··· Supplied data

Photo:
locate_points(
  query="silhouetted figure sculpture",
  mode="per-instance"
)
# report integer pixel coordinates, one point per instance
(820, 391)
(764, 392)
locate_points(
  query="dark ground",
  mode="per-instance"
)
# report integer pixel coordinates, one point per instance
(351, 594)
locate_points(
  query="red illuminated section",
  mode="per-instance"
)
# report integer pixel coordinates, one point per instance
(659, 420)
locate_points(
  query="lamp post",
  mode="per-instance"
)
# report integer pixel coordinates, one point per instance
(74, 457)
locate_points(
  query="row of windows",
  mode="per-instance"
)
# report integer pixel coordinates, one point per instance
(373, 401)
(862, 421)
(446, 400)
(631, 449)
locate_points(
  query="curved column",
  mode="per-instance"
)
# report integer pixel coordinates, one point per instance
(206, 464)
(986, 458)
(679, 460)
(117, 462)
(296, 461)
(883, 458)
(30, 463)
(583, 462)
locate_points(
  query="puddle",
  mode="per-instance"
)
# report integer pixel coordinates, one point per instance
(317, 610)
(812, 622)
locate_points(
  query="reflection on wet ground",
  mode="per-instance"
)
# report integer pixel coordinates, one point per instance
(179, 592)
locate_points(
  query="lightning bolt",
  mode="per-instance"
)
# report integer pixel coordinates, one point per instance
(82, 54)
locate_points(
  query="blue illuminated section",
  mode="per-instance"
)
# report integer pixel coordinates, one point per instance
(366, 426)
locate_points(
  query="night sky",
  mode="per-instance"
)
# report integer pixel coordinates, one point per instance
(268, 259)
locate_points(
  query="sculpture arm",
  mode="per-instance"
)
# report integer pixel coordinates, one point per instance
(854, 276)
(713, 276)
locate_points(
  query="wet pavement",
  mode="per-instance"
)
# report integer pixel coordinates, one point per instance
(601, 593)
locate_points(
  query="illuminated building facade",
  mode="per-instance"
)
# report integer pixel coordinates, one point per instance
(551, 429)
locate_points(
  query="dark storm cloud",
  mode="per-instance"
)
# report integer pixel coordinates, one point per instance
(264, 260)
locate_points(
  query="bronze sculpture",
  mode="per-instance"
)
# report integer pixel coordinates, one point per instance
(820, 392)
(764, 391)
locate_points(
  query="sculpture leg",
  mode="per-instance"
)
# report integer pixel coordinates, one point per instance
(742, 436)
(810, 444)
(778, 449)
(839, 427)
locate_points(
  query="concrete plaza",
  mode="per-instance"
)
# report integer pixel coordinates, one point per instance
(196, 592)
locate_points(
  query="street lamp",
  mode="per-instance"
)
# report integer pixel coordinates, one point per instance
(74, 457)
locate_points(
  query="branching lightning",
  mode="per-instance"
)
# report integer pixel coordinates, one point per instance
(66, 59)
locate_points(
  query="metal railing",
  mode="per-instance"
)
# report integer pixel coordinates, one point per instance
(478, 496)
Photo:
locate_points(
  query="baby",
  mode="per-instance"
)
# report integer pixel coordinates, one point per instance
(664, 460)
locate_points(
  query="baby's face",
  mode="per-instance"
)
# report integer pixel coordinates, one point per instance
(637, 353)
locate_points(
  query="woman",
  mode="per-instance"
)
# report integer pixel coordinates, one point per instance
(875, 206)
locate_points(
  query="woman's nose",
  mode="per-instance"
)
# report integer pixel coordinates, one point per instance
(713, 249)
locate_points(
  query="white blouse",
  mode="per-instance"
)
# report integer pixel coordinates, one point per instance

······

Repeat the preceding lines exactly, please, every one of them.

Photo:
locate_points(
  query="silhouetted figure sculpture",
  mode="per-instance"
)
# report integer pixel coordinates, one point per instance
(820, 391)
(764, 392)
locate_points(
  query="dark ground",
  mode="per-instance"
)
# report integer pixel coordinates, one point per instance
(351, 594)
locate_points(
  query="red illuminated section",
  mode="per-instance"
)
# report integer pixel coordinates, one point per instance
(659, 420)
locate_points(
  query="lamp post",
  mode="per-instance"
)
# report integer pixel coordinates, one point per instance
(74, 457)
locate_points(
  query="row of windows",
  mode="per-instance"
)
# report integer pixel coordinates, one point per instance
(373, 401)
(862, 421)
(446, 400)
(631, 449)
locate_points(
  query="curved column",
  mode="per-instance"
)
# report integer pixel coordinates, one point per instance
(206, 464)
(986, 458)
(679, 460)
(117, 462)
(296, 461)
(883, 458)
(30, 463)
(583, 462)
locate_points(
  query="puddle",
  mode="per-instance"
)
# report integer pixel coordinates, one point per instance
(317, 610)
(812, 622)
locate_points(
  query="reflection on wet ground",
  mode="per-instance"
)
# report integer pixel coordinates, one point per instance
(179, 592)
locate_points(
  query="lightning bolt",
  mode="per-instance"
)
# report integer pixel coordinates, one point per instance
(82, 54)
locate_points(
  query="blue illuminated section",
  mode="per-instance"
)
# report integer pixel coordinates, one point per instance
(366, 426)
locate_points(
  query="night sky",
  mode="per-instance"
)
# report integer pixel coordinates, one point per instance
(268, 259)
locate_points(
  query="sculpture arm",
  mode="per-instance"
)
# report integer pixel coordinates, one point per instance
(854, 276)
(713, 276)
locate_points(
  query="wet pavement",
  mode="per-instance"
)
# report integer pixel coordinates, one point per instance
(601, 593)
locate_points(
  query="illuminated building facade",
  mode="per-instance"
)
# report integer pixel coordinates, one point per instance
(551, 429)
locate_points(
  query="dark storm cloud",
  mode="per-instance"
)
# report integer pixel coordinates, one point per instance
(264, 260)
locate_points(
  query="bronze sculpture",
  mode="per-instance"
)
# report integer pixel coordinates, one point per instance
(820, 392)
(764, 391)
locate_points(
  query="sculpture leg",
  mode="per-instance"
)
# report integer pixel coordinates, one point per instance
(742, 436)
(810, 444)
(778, 449)
(839, 427)
locate_points(
  query="concrete plaza",
  mode="per-instance"
)
# report integer pixel coordinates, one point per instance
(196, 592)
locate_points(
  query="street lamp",
  mode="per-instance"
)
# report integer pixel coordinates, one point per instance
(74, 457)
locate_points(
  query="branching lightning",
  mode="per-instance"
)
# report integer pixel coordinates, one point per instance
(66, 59)
locate_points(
  query="metal railing",
  mode="per-instance"
)
# report integer pixel coordinates, one point per instance
(478, 496)
Photo:
locate_points(
  query="baby",
  mode="per-instance"
)
# report integer pixel coordinates, one point per instance
(664, 460)
locate_points(
  query="baby's face",
  mode="per-instance"
)
# report integer pixel coordinates, one point per instance
(637, 353)
locate_points(
  query="woman",
  mode="per-instance"
)
# report integer pixel coordinates, one point per instance
(875, 206)
locate_points(
  query="woman's nose",
  mode="per-instance"
)
# report integer pixel coordinates, one point per instance
(713, 249)
locate_points(
  query="white blouse",
  mode="per-instance"
)
# report integer pixel coordinates, one point per instance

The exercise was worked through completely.